> _TEXTBLOCK_:
■ ■ ■ ■ ■ ■ ■

Sehr geehrter Herr Cirsovius,

vielen Dank für Ihre Frage.

Die von Ihnen angeführten 40.000 Wohnungen, die zweckentfremdet werden bzw. keiner Wohnnutzung unterliegen, werden nicht durch Sanierungsmaßnahmen, sondern durch andere Nutzung wie Anwaltsbüros, Arztpraxen etc. genutzt und unterliegen zum Großteil dem Bestandsschutz. Das Wohnraumschutzgesetz stammt aus dem Jahr 1982. Alle Wohnungen, die vorher schon fremdgenutzt wurden, dürfen dies auch weiterhin. Die von Ihnen erwähnten Sanierungsmaßnahmen bedeuten z.T. temporäre Leerstände, die über einen längeren Zeitraum ebenfalls nach dem Wohnraumschutzgesetz ohne ausreichende Begründung bzw. laufenden Sanierungsmaßnahmen (wobei „laufend“ auch bedauerlicherweise Auslegungssache ist, s. Leerstand Grindel-Hochhaus) nicht zulässig sind, aber bei weitem nicht in der Größenordnung.

■ ■ ■ ■ ■ ■ ■

Datensatzeinträge
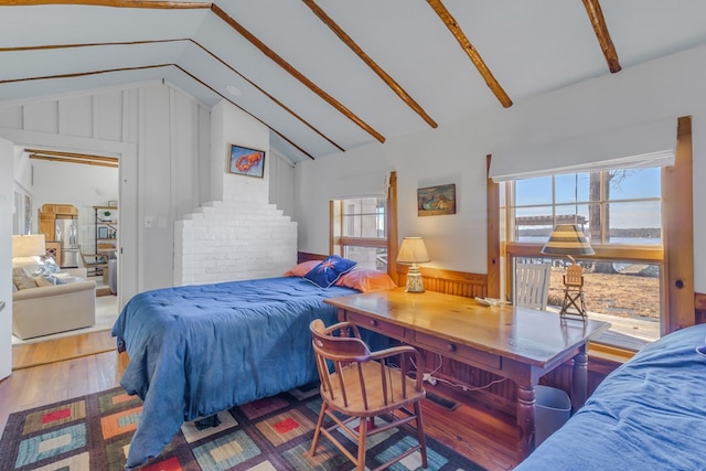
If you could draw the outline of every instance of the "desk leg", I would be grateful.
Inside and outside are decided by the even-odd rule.
[[[586,403],[586,389],[588,385],[588,354],[586,343],[578,349],[574,356],[571,371],[571,409],[578,410]]]
[[[534,451],[535,392],[534,386],[517,385],[517,453],[522,461]]]

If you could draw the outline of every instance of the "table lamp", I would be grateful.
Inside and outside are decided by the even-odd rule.
[[[431,260],[429,259],[427,247],[424,245],[421,237],[405,237],[402,240],[397,263],[411,264],[411,267],[407,270],[407,292],[424,292],[424,280],[421,279],[417,264],[427,261]]]
[[[564,255],[571,260],[571,265],[567,267],[566,275],[564,275],[564,302],[559,315],[566,315],[569,313],[569,307],[574,307],[578,314],[586,320],[584,269],[574,258],[574,256],[595,254],[586,236],[576,224],[557,224],[542,248],[542,254]]]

■ ■ ■ ■ ■ ■ ■

> _AUFGABE_:
Fasse den Text über zweckentfremdete Wohnungen in drei Sätzen zusammen.

> _ERWARTETE AUSGABE_:
Die angeführten 40.000 zweckentfremdeten Wohnungen werden nicht wegen Sanierungsmaßnahmen, sondern anderweitig genutzt, etwa als Anwaltsbüros oder Arztpraxen, und unterliegen größtenteils dem Bestandsschutz. Das Wohnraumschutzgesetz stammt aus dem Jahr 1982, und Wohnungen, die schon vorher fremdgenutzt wurden, dürfen dies weiterhin. Sanierungen führen teils zu vorübergehendem Leerstand, der über einen längeren Zeitraum ohne ausreichende Begründung ebenfalls unzulässig ist, aber bei weitem nicht diese Größenordnung erreicht.